Stated exercise 1:
Report every row below that contains the string "raised", copying each one in full. Case counts.

Provided text:
4. You cannot be yourself in your Canvas profile. I am more than a picture, a paragraph, and some links. But that is all you can be with a Canvas profile.

5. People don’t even fill out their Canvas profile. Even though I think the Canvas profile page is totally boring, I took a few minutes to fill it out; since it is so primitive/limited, it only takes a few minutes to complete. Yet in the online Canvas training I had this week, there was no reminder to fill out the profile, and the trainer had not filled out her profile.

6. An Introduction post in a discussion board does NOT help to build online presence. What is up with the cult of discussion board introductions? In the Canvas training, we were not told to fill out our profiles in Canvas (which is at least potentially useful over time), but of course we were told to write a “self-introduction” post at the Discussion Board… yet those Discussion Board Introductions were not important at all as things turned out. I commented on a few of them to try to create some kind of conversational atmosphere, but the trainer did not reply to any of the Introduction posts, and we were not encouraged to read and reply to each other. Time and effort are precious commodities, both online and in real life. Writing those Introduction posts was not the best use of our time and effort.

Stated exercise 2:
Return the passage on Canvas profiles above word for word.

Given records:
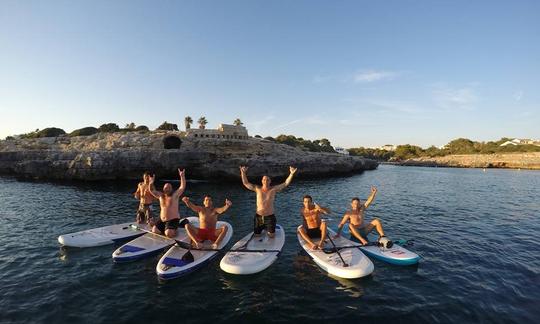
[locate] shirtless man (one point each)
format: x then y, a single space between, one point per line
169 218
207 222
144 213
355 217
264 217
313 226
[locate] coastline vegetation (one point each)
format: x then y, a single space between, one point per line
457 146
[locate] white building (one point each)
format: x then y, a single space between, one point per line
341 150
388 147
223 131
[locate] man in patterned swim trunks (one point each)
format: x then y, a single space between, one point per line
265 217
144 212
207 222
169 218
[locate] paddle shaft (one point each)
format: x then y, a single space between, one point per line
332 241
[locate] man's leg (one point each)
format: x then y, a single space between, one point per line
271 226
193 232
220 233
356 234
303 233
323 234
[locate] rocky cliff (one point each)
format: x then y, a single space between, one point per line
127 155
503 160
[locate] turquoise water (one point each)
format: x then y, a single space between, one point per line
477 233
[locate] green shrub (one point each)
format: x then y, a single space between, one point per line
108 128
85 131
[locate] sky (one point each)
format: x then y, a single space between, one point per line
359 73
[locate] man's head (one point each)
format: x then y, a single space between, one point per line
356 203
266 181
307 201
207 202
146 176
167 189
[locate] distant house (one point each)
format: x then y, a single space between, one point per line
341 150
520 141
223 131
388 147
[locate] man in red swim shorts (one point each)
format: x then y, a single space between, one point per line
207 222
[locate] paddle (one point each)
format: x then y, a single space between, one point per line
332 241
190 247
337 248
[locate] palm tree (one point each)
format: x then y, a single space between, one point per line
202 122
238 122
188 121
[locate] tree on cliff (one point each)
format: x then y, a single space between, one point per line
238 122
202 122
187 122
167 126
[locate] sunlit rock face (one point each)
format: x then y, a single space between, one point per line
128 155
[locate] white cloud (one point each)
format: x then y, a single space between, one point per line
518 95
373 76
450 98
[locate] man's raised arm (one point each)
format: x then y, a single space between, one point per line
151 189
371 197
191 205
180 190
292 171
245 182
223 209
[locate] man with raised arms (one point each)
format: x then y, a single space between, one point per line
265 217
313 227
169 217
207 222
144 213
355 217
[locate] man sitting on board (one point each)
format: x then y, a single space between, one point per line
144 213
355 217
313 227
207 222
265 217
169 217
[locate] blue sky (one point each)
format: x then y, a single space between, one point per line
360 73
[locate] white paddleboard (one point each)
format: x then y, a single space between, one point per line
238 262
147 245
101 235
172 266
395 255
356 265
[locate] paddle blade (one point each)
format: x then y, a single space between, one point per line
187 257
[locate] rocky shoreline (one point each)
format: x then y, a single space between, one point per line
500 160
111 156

---

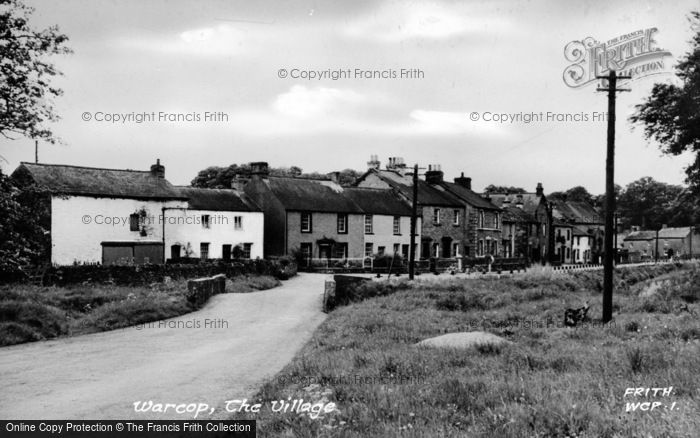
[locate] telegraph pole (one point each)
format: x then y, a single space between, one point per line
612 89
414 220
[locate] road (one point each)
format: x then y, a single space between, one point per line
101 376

==

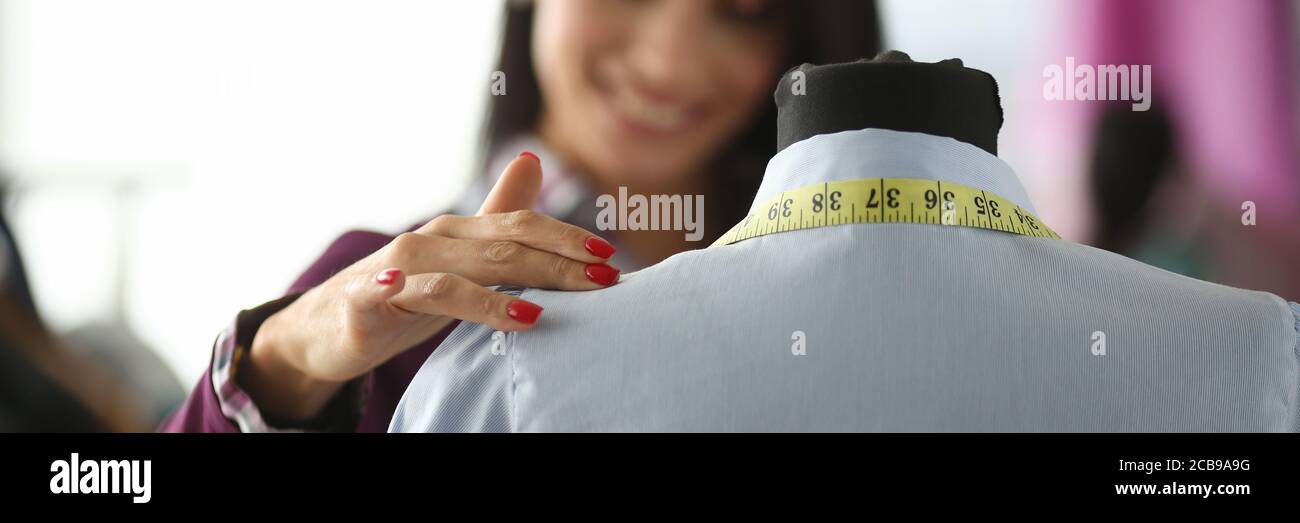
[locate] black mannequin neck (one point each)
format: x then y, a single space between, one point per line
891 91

Worked solution 1:
[locate] man's raised arm (one point each)
[locate] man with raised arms (one point each)

Worked solution 2:
4. You cannot be yourself in your Canvas profile. I am more than a picture, a paragraph, and some links. But that is all you can be with a Canvas profile.

5. People don’t even fill out their Canvas profile. Even though I think the Canvas profile page is totally boring, I took a few minutes to fill it out; since it is so primitive/limited, it only takes a few minutes to complete. Yet in the online Canvas training I had this week, there was no reminder to fill out the profile, and the trainer had not filled out her profile.

6. An Introduction post in a discussion board does NOT help to build online presence. What is up with the cult of discussion board introductions? In the Canvas training, we were not told to fill out our profiles in Canvas (which is at least potentially useful over time), but of course we were told to write a “self-introduction” post at the Discussion Board… yet those Discussion Board Introductions were not important at all as things turned out. I commented on a few of them to try to create some kind of conversational atmosphere, but the trainer did not reply to any of the Introduction posts, and we were not encouraged to read and reply to each other. Time and effort are precious commodities, both online and in real life. Writing those Introduction posts was not the best use of our time and effort.